What to do -> All lines from the one with "Place a marker" through the final line of the records below must be written out exactly, with no other text.

>>>

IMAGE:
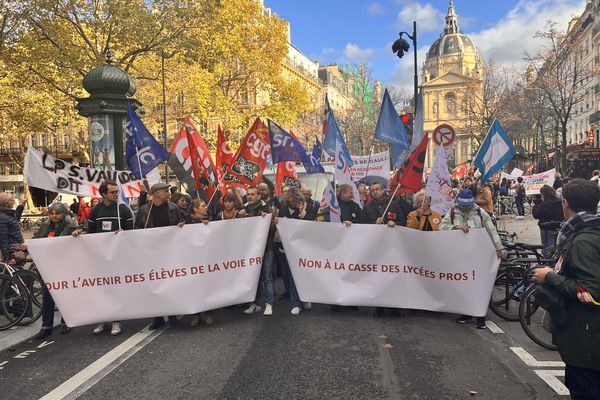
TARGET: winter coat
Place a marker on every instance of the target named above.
(375, 209)
(549, 213)
(579, 336)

<<<

Answer to the exercise ->
Place a marker on every instance of the target named above.
(375, 209)
(549, 213)
(579, 336)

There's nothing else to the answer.